* _Provided material_:
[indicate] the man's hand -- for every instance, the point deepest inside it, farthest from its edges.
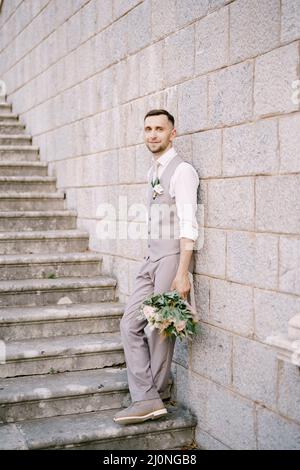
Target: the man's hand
(182, 284)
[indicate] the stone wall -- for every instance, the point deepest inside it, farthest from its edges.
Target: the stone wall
(82, 73)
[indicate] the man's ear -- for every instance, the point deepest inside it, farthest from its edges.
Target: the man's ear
(173, 133)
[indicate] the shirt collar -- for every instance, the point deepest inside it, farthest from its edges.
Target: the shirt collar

* _Task instructions_: Copy these lines again word for word, leaving out the picture.

* _Response to the task_:
[indicate] the man's hand -- for every instance, the point deepest inside it, farthest from its edges.
Target: the man's hand
(182, 284)
[indicate] the stone wall -- for every instance, the point deepest inside it, farthest from its edges.
Target: the stone wall
(82, 73)
[indicate] the man's ear -- for every instance, the point deepest inside it, farthest from its edges.
Target: the man's ear
(173, 133)
[indicate] the shirt collar -- for every instance, the point deepest inside it, farthest from its edges.
Target: the shirt collar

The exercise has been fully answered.